• **Exercise description**
Reproduce every one of the records below word for word, without changing any line.

++++++++++

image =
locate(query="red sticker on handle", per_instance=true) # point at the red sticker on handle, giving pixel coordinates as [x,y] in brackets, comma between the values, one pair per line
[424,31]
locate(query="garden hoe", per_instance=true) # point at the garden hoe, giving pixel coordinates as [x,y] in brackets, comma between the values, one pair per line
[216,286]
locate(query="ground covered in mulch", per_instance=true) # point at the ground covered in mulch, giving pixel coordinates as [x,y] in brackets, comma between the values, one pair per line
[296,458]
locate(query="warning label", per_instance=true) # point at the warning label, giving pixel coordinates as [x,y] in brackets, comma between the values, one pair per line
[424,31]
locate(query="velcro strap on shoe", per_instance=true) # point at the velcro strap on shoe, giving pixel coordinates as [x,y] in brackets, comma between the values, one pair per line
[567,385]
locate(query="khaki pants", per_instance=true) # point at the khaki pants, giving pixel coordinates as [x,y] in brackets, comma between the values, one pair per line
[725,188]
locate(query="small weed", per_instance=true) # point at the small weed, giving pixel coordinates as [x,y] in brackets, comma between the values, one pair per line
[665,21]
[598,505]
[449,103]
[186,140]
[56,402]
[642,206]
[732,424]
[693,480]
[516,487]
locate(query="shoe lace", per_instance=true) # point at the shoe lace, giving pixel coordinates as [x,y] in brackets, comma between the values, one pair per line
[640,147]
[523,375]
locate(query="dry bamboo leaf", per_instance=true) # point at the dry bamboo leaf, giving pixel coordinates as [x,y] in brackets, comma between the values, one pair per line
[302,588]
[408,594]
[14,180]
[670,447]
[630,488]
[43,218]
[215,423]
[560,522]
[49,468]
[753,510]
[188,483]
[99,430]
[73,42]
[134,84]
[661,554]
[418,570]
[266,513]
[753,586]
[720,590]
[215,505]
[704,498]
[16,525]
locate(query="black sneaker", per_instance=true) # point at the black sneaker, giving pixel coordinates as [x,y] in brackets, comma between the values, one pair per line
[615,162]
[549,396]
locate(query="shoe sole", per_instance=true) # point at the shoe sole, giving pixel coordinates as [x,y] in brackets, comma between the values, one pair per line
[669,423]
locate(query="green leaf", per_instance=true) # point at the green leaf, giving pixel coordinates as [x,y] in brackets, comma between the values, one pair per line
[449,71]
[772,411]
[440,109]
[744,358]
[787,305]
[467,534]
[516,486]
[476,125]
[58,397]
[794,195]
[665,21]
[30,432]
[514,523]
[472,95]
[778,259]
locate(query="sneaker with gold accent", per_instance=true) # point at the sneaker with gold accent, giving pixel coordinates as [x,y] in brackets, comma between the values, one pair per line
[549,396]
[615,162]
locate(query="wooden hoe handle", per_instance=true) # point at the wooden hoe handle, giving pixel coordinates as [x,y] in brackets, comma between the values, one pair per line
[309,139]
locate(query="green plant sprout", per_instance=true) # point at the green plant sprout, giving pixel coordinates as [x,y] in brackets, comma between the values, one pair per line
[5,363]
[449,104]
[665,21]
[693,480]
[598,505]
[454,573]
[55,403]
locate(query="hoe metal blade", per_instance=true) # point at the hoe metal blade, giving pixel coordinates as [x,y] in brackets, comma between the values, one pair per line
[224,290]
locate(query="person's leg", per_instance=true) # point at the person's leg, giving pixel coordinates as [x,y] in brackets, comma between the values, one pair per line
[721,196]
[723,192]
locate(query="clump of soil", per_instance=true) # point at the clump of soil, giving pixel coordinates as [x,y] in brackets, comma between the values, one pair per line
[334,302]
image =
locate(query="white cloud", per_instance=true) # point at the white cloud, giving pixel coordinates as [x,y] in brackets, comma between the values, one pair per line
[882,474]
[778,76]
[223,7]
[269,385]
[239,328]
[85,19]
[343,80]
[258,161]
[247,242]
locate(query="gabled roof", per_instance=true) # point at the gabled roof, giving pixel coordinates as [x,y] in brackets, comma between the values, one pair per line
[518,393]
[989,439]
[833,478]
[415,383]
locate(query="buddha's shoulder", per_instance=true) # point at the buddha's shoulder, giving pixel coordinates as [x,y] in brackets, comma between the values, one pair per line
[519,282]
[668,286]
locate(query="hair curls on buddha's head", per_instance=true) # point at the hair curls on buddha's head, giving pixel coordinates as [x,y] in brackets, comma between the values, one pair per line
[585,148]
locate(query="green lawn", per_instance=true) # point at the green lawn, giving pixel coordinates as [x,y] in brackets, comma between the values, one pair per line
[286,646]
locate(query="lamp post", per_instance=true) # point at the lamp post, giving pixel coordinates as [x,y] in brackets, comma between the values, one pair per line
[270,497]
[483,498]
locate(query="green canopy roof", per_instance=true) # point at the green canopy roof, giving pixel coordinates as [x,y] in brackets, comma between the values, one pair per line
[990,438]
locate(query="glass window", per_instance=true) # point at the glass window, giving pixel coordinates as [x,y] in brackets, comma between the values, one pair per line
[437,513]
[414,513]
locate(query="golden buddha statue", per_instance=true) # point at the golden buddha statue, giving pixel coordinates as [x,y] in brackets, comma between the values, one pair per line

++++++++++

• **Exercise result**
image =
locate(query="red sticker on handle", per_instance=true) # point at the red sticker on handle, giving pixel coordinates as [x,y] in brackets, comma between the values, one pair per line
[424,31]
locate(query="garden hoe", per_instance=true) # point at the garden hoe, giving pixel coordinates as [x,y] in brackets, comma between the values, one pair per line
[216,286]
locate(query="ground covered in mulch", per_instance=true) # point at the ground covered in mulch, giving pixel coordinates as [x,y] in brackets, comma between the values, one pair per line
[296,458]
locate(query="warning label", per_instance=true) # point at the warning label, giving pixel coordinates as [x,y] in brackets, comma between the values, one pair per line
[424,31]
locate(query="velcro strap on shoe", per_instance=true) # point at the velcro strap on shoe, giving pixel coordinates as [x,y] in brackets, comma between the values, one pair per line
[567,385]
locate(query="khaki pants", per_instance=true) # point at the khaki pants, giving pixel coordinates as [x,y] in brackets, comma between the values, one pair per line
[725,188]
locate(query="small weed", per_instance=true) # point at the small weed, giving pixel coordinates as [x,y] in brackets, comma between the values, one pair per line
[665,21]
[598,505]
[449,103]
[186,140]
[56,402]
[642,206]
[732,424]
[693,480]
[516,487]
locate(query="shoe lace", per_instance=true) # point at the shoe lace, giving pixel coordinates as [x,y] in brackets, comma between the values, one pair per line
[640,147]
[523,375]
locate(query="dry bamboo leaf", per_instance=true) # point at the dry bamboo leaf, giving pixel coordinates as [x,y] in brackets, comma between the values, one pair per line
[302,588]
[408,594]
[14,180]
[670,447]
[630,488]
[43,218]
[215,423]
[560,522]
[49,468]
[753,510]
[188,483]
[99,430]
[73,42]
[134,84]
[661,554]
[418,570]
[266,513]
[753,586]
[720,590]
[215,505]
[704,498]
[16,525]
locate(query="black sneaker", per_instance=true) # point at the black sneaker, giving pixel coordinates as [x,y] in brackets, comma between the values, one pair per line
[615,162]
[549,396]
locate(query="shoe sole", per_instance=true) # point at the shoe sole, giving pixel coordinates as [x,y] in brackets, comma between the values, one pair per line
[669,423]
locate(query="green leaf", per_instance=true) # point at the green leaf, giving pixel coordinates as [x,y] in brackets, comma between the values, one pair per line
[449,71]
[772,411]
[440,109]
[744,358]
[787,305]
[467,534]
[516,486]
[476,125]
[58,397]
[794,195]
[665,21]
[30,432]
[514,523]
[472,95]
[778,259]
locate(query="sneaker with gold accent", per_instance=true) # point at the sneaker with gold accent, giving pixel coordinates as [x,y] in brackets, comma between the values, one pair per line
[549,396]
[615,162]
locate(query="wooden hoe handle", per_instance=true) # point at the wooden hoe handle, giving pixel coordinates as [x,y] in brackets, comma between the values, one pair per line
[309,139]
locate(query="green plant sprout", per_instance=true) # point at the green plant sprout, giving pixel coordinates as [x,y] in brackets, comma between the values, one pair per line
[5,363]
[449,104]
[665,21]
[693,480]
[598,505]
[454,573]
[55,403]
locate(query="hoe metal blade", per_instance=true) # point at the hoe metal blade, giving pixel coordinates as [x,y] in brackets, comma between the values, one pair per line
[224,290]
locate(query="person's leg", per_instance=true) # point at the person's leg, giving pixel coordinates as [x,y] in brackets, comma between the values, one pair per line
[721,196]
[723,192]
locate(query="clump of soil", per_instance=true) # point at the clump of soil, giving pixel coordinates as [x,y] in brackets, comma between the values, one pair per line
[334,302]
image =
locate(query="white cloud", per_instance=true) # point at the white cloud, giving pixel coordinates as [x,y] in brackets, comma between the values, one pair per line
[882,474]
[778,76]
[223,7]
[269,385]
[239,328]
[85,19]
[343,80]
[258,161]
[247,242]
locate(query="gabled roof", per_instance=true) # point at the gabled roof, giving pixel coordinates as [x,y] in brackets, comma between the values, one pair per line
[518,393]
[989,439]
[833,478]
[415,383]
locate(query="buddha's shoulder", per_instance=true) # point at the buddha's shoulder, giving pixel coordinates as [x,y] in brackets, comma between the values, one pair per line
[519,282]
[668,286]
locate(query="hair curls on buddha's head", per_instance=true) # point at the hair curls on buddha's head, giving pixel coordinates as [x,y] in brackets, comma between the values, one pair per line
[585,148]
locate(query="green lawn", per_instance=true) # point at the green lawn, giving pixel coordinates as [x,y] in brackets, comma between the values, one pair per line
[286,646]
locate(query="lamp post", per_instance=true) # point at the lamp post, giving pixel coordinates as [x,y] in brackets, comma between the values, one pair per line
[270,497]
[483,498]
locate(query="green canopy roof", per_instance=true) # point at the green canopy roof, giving pixel coordinates as [x,y] in brackets, comma between the values, one pair per line
[990,438]
locate(query="glass window", per_instance=true) # point at the glass window, giving pixel coordinates as [x,y] in brackets, comma between the values, one pair per line
[437,513]
[414,513]
locate(query="golden buddha statue", per_instance=true) # point at the golden buddha statue, giving pixel coordinates as [x,y] in brackets, comma between the values, one pair per line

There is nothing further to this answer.